Excerpted passage:
Oh, and Cooper is also running for New York City Council.

Cooper is running to be the councilman for district nine — which includes Manhattan neighborhoods West Harlem, Morningside Heights, Manhattanville, and Hamilton Heights — to “make a substantial change” in the lives of New Yorkers.

COOPER '17 grad

COOPER ’17 grad

“When the opportunities come along, we have to take it,” he said. “Because in this life, what we do is bigger than just us. I see the city council race as just that. It is bigger than me — it is for the community and it is about creating substantial change.”

Cooper emigrated from Liberia to New York City at age 12, fleeing a civil war with his mother, two siblings and virtually nothing else.

“It was only by the grace of God that we were lucky enough to have friends and extended family to help us out,” Cooper said. “Because of that I’m here today, so when it comes to community, I’ve always been someone to see the need to give back because someone gave back to me.”

Cooper is a leader in the Harlem community, serving as the vice chair of the Manhattan Community Board 9, where he worked on Columbia University’s $7 billion campus expansion, and focused on ensuring local business inclusion. He also helped to reform the West Harlem Local Development Corporation, a nonprofit tasked with dispensing millions of dollars to the Harlem Community, according to his campaign website.

While working with the African-American clergy and Hispanic business leadership, Cooper continuously leads a push for full minority business participation in New York City. He was directly involved in setting the goal of 30 percent “Minority and Women Owned Enterprises” on all state projects.

On the council, he hopes to continue to help make business diversity in New York City a reality.

“I think this [position would] allow me to … hold city agencies accountable to making sure that minority and women owned business and local businesses benefit from this economic engine of New York City,” he said.

Cooper not only makes a point to give back to the New York City community, but he also spent a year and a half working with the Liberian government on infrastructure development projects four years ago.

“I was happy to see the country that I left as a child and to know that I have the opportunity to create change in the U.S. but to also go back and help folks back home,” he said.

After Cooper and his family moved to the United States, his mother worked two to three jobs to provide for her family. But finding a job was a challenge for her, as it is for many new immigrants, according to Cooper. Cooper said he hopes to open more opportunities for advancement to the immigrant community.

“Whether you’re an immigrant, whether you’re black, white, green or yellow, one of the things that impacts all of our boundaries is jobs and whether we can provide for our families,” Cooper said. “I’m passionate about moving the community forward and to create jobs and opportunities for local businesses.”

(Dataset records)
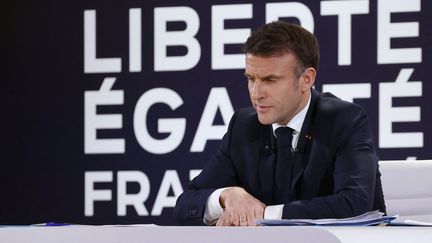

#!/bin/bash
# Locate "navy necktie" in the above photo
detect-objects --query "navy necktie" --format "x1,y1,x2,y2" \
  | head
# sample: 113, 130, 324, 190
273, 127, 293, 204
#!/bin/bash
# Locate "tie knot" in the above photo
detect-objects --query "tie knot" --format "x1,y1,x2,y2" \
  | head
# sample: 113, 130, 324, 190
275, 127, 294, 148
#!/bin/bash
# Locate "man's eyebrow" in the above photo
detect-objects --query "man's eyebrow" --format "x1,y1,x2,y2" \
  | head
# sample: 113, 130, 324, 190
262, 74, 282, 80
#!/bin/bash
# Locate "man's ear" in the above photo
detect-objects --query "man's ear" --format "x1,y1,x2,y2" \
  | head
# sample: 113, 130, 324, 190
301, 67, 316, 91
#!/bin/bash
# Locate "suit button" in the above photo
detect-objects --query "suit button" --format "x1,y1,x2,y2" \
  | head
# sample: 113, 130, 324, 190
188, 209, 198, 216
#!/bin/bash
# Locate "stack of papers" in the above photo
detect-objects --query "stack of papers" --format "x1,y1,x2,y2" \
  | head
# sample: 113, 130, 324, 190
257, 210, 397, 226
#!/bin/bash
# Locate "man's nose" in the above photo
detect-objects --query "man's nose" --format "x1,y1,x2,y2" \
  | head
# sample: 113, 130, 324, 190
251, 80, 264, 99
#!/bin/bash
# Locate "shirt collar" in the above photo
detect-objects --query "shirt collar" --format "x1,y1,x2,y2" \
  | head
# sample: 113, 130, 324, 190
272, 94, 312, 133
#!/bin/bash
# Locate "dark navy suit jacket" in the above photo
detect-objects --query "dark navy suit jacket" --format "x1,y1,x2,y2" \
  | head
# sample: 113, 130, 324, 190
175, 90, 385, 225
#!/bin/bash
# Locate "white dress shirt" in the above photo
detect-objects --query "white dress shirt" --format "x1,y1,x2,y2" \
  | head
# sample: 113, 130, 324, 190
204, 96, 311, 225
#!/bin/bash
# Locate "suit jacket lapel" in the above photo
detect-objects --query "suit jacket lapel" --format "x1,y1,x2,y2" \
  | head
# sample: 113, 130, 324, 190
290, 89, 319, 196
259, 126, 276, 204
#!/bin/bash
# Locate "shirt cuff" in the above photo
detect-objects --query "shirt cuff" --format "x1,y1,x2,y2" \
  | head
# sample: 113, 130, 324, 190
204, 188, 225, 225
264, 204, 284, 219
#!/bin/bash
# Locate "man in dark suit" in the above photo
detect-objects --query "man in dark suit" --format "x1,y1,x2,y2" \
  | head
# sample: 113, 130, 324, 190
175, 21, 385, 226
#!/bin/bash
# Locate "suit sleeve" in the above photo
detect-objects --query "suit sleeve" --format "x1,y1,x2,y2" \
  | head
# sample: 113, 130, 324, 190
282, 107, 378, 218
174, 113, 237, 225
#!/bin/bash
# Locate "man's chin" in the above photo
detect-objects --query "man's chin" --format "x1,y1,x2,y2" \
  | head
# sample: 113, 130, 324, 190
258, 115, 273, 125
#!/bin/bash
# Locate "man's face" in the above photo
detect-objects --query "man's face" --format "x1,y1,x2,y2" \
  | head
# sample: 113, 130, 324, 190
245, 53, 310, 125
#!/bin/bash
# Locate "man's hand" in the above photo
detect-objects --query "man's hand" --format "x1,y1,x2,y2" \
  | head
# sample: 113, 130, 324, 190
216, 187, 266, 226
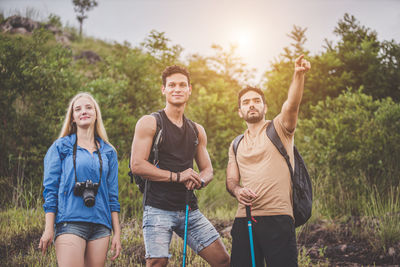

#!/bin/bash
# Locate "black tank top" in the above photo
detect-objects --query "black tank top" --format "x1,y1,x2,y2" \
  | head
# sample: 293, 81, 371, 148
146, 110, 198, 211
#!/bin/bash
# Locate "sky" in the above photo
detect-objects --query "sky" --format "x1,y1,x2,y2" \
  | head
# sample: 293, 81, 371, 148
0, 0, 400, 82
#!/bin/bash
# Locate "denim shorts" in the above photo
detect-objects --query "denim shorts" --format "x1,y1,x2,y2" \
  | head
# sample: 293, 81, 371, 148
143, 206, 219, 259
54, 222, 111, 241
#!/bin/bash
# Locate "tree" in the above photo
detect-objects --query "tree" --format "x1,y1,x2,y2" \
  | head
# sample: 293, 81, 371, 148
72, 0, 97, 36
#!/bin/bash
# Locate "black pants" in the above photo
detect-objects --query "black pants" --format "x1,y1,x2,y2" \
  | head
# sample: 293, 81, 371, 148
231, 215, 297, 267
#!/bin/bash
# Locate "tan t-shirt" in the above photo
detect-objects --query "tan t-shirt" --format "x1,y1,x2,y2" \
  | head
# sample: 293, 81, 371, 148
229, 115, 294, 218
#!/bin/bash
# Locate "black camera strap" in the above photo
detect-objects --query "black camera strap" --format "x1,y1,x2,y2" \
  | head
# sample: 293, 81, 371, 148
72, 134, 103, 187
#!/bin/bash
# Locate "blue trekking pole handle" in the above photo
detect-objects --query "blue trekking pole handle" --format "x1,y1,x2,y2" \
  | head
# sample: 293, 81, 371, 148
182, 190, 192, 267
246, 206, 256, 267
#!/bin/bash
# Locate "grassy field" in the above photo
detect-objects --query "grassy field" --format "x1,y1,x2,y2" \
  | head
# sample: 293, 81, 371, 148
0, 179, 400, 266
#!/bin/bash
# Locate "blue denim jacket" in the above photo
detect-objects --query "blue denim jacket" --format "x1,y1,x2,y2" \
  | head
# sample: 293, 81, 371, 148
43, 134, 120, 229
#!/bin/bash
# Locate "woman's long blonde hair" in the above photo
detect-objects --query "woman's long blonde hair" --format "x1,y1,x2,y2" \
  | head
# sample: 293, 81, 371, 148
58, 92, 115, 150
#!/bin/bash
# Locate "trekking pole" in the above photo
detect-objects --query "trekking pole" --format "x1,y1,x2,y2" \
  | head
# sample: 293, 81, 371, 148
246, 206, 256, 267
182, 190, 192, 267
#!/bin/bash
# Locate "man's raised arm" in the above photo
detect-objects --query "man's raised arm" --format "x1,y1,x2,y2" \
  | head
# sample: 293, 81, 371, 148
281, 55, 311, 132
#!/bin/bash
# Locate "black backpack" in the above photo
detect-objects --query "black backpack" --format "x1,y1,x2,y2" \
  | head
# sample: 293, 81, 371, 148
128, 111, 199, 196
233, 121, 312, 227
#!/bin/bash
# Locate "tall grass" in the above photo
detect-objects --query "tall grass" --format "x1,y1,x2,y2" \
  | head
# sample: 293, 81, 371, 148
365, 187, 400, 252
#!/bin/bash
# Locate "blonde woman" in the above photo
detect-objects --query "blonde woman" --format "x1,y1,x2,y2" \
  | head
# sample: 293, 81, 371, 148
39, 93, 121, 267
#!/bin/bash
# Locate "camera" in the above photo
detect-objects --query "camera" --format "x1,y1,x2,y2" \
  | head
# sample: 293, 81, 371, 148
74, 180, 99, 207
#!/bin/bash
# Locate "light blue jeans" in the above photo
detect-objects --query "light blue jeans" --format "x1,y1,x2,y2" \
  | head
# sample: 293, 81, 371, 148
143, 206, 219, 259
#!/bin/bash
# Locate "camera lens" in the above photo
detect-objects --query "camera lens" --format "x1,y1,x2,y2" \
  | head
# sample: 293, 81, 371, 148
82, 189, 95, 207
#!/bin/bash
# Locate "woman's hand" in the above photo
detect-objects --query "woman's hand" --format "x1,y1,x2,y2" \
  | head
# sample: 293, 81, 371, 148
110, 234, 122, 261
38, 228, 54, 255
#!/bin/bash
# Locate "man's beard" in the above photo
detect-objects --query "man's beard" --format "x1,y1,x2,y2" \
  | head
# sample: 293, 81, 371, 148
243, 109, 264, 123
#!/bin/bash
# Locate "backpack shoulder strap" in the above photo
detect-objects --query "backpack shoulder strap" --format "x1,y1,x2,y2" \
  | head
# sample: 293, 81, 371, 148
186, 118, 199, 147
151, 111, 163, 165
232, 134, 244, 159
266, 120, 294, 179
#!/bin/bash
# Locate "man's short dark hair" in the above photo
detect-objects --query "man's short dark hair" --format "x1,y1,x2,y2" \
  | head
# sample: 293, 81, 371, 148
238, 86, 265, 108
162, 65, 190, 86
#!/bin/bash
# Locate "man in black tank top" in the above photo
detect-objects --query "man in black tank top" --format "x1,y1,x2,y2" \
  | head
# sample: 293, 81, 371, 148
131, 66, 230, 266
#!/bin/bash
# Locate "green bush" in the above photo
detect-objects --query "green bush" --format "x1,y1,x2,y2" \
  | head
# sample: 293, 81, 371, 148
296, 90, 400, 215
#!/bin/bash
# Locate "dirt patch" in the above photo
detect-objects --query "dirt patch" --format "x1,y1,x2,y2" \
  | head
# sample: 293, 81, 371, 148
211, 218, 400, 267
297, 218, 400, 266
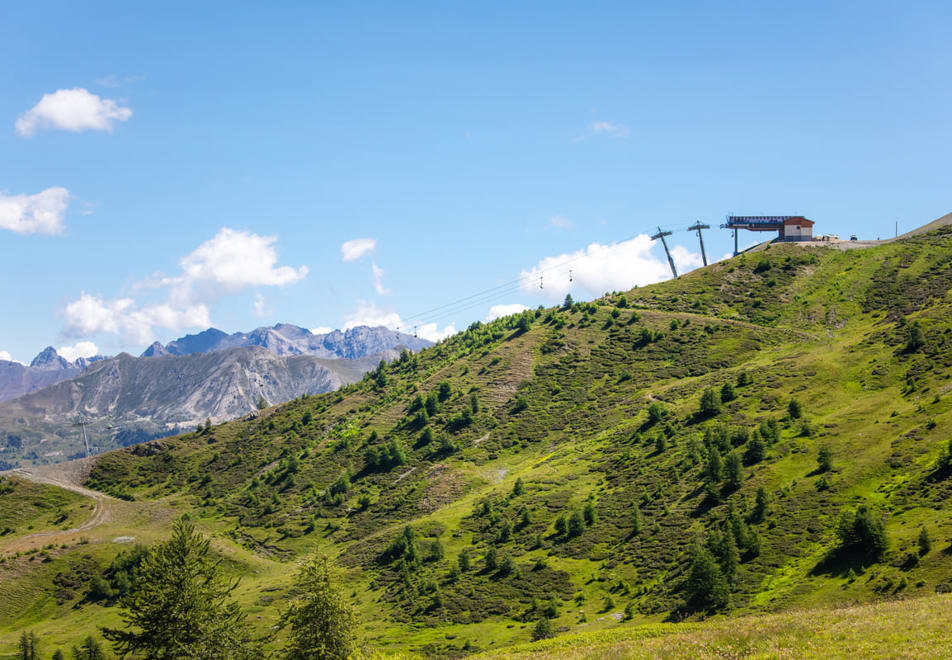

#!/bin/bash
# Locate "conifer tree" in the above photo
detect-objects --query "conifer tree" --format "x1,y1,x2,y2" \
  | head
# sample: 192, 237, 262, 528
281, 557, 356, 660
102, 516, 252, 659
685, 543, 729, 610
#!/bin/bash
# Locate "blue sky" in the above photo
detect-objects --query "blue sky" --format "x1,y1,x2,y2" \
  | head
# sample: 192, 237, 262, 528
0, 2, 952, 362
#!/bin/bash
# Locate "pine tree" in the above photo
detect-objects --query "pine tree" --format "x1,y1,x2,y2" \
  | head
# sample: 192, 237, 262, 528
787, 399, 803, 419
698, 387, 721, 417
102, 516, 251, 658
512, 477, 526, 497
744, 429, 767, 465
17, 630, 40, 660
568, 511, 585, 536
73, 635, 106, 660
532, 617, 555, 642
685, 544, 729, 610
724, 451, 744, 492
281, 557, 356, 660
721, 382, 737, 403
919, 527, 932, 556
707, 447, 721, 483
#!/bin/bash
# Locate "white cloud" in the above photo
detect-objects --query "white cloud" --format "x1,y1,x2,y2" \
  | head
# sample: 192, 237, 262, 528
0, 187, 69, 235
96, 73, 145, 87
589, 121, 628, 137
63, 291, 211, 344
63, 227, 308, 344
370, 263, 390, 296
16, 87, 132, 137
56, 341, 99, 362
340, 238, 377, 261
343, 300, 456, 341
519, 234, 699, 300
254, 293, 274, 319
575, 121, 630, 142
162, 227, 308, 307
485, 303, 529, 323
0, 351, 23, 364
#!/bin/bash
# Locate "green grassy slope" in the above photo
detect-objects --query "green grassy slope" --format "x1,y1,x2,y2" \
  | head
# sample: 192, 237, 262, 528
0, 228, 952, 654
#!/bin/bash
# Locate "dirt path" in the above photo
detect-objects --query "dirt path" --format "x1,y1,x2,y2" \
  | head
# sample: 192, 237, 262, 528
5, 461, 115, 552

Requests:
(1) List the Manhattan neighborhoods that the passage on Cooper's council campaign says district nine includes.
(2) Please output the passage on Cooper's council campaign word for word, starting at "Cooper is a leader" and ending at "City a reality.".

Full answers:
(1) West Harlem, Morningside Heights, Manhattanville, Hamilton Heights

(2)
Cooper is a leader in the Harlem community, serving as the vice chair of the Manhattan Community Board 9, where he worked on Columbia University’s $7 billion campus expansion, and focused on ensuring local business inclusion. He also helped to reform the West Harlem Local Development Corporation, a nonprofit tasked with dispensing millions of dollars to the Harlem Community, according to his campaign website.

While working with the African-American clergy and Hispanic business leadership, Cooper continuously leads a push for full minority business participation in New York City. He was directly involved in setting the goal of 30 percent “Minority and Women Owned Enterprises” on all state projects.

On the council, he hopes to continue to help make business diversity in New York City a reality.